▶ **Input records**:

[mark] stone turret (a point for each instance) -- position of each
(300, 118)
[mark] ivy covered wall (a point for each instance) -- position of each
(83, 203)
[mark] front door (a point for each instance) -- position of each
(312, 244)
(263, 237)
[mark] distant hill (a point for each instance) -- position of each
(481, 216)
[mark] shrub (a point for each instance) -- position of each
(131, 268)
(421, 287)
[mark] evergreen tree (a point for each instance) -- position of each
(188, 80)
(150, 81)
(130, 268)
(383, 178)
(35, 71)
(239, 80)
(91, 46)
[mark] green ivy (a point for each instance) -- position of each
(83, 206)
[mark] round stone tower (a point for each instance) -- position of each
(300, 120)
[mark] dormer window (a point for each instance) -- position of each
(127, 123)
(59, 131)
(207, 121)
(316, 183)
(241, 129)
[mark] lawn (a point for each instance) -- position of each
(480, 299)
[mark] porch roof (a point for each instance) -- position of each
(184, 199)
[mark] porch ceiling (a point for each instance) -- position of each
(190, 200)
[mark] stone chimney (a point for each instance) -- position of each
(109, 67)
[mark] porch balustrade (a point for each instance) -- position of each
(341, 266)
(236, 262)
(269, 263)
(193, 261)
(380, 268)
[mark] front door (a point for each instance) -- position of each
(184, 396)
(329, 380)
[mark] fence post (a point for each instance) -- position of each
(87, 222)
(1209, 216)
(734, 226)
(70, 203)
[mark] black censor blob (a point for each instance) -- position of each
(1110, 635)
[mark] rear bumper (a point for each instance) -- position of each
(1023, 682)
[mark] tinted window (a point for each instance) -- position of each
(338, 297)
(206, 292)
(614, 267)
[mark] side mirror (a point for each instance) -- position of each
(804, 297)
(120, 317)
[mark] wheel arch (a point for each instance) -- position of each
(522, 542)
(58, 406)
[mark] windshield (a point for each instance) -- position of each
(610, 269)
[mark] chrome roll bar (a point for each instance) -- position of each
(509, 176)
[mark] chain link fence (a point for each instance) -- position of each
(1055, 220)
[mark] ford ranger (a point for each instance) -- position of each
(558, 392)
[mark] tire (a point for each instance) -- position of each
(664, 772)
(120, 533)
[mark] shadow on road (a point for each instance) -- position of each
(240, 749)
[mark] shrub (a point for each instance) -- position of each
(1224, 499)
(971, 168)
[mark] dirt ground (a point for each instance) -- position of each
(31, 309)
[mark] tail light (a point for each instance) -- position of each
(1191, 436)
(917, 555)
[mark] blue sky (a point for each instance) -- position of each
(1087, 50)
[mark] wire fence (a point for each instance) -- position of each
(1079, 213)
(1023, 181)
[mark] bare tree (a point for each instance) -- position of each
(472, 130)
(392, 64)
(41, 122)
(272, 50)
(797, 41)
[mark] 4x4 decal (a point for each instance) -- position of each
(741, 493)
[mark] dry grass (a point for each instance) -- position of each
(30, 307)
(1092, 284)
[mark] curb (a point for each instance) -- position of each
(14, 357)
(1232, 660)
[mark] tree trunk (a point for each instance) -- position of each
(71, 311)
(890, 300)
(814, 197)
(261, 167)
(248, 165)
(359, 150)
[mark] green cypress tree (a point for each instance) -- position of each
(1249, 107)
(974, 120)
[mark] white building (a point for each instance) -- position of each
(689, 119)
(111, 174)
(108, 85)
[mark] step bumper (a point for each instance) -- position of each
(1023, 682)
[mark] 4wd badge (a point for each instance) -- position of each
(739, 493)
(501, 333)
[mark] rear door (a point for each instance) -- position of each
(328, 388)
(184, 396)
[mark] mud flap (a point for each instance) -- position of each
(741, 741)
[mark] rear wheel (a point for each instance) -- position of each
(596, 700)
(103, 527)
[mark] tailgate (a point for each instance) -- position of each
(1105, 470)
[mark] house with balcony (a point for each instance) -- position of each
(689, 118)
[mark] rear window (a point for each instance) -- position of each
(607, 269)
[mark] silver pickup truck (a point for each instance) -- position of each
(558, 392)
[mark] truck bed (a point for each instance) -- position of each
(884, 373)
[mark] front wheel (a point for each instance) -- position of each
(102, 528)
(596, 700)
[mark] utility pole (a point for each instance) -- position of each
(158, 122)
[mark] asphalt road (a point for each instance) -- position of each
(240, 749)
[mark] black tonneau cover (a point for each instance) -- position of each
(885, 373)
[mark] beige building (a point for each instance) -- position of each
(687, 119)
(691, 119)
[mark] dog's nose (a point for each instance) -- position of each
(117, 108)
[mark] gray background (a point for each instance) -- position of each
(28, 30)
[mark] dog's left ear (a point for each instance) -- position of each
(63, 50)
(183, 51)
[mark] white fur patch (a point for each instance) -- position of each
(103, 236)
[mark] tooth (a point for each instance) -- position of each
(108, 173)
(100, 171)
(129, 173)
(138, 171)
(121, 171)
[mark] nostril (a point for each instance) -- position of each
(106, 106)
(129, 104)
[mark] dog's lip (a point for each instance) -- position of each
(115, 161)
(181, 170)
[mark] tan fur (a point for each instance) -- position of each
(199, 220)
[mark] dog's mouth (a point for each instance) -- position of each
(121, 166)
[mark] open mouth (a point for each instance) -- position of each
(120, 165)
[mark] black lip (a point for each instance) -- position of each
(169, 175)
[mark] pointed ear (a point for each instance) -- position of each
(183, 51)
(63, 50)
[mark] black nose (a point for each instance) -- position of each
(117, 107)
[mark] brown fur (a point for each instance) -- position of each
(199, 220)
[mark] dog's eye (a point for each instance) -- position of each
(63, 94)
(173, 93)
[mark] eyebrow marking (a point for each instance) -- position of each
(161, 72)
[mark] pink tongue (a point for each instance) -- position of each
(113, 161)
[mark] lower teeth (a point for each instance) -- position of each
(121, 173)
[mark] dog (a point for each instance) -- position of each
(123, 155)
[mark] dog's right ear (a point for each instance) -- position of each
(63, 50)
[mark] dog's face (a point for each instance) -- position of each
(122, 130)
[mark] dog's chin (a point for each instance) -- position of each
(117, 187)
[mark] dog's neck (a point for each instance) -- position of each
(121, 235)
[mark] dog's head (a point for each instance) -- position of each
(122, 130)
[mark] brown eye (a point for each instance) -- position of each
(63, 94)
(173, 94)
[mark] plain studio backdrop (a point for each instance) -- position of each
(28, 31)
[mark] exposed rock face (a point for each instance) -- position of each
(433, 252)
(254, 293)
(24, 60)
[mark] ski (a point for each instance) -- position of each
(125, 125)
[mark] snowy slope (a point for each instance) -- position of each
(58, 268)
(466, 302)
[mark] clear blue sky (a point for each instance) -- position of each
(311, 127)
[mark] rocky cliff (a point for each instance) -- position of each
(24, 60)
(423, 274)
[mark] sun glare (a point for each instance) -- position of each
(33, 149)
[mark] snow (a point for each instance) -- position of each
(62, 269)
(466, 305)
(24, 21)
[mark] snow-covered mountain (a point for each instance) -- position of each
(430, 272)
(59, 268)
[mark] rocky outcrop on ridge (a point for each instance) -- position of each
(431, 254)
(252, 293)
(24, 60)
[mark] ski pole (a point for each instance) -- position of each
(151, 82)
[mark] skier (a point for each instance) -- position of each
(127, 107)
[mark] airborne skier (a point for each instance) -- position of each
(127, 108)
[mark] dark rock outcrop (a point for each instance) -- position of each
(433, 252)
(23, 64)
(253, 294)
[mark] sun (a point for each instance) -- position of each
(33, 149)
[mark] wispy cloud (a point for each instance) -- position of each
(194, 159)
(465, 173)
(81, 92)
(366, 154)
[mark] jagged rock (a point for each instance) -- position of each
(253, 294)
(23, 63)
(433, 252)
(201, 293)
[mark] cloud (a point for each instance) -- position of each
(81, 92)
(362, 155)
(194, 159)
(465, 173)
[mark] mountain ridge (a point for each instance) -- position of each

▶ **Work instruction**: Each line from the one containing "[mark] ski (a" to the close of the records must appear in the output exactly, and no other line.

▶ **Solution to the exercise**:
[mark] ski (a point for each instance) -- position of each
(125, 125)
[mark] snowy slope (a point for each instance) -- position of each
(58, 268)
(466, 302)
[mark] clear blue sky (a point for each instance) -- position of each
(311, 127)
[mark] rocky cliff (a point for each instance) -- position of each
(24, 60)
(423, 274)
[mark] sun glare (a point for each instance) -- position of each
(33, 149)
[mark] snow (a point for each instance) -- position of each
(62, 269)
(466, 305)
(24, 21)
[mark] snow-covered mountain (a point for each instance) -- position of each
(430, 272)
(59, 268)
[mark] rocky outcrop on ridge (a point for each instance) -- position of each
(431, 254)
(252, 293)
(24, 60)
[mark] ski pole (a point for each instance) -- position of each
(151, 82)
[mark] skier (a point for each instance) -- position of each
(127, 107)
[mark] airborne skier (a point for each instance) -- position of each
(127, 108)
[mark] dark rock outcrop (a point for each instance) -- position of each
(433, 252)
(23, 64)
(253, 294)
[mark] sun (a point for each instance) -- position of each
(33, 149)
[mark] wispy cloud (a point for each instance) -- position of each
(194, 159)
(465, 173)
(81, 92)
(366, 154)
[mark] jagged rock (a point for each instance) -- position of each
(253, 294)
(23, 63)
(433, 252)
(201, 293)
[mark] cloud (a point for each instance) -- position of each
(81, 92)
(362, 155)
(194, 159)
(465, 173)
[mark] mountain ridge (a point for each instance) -- position of each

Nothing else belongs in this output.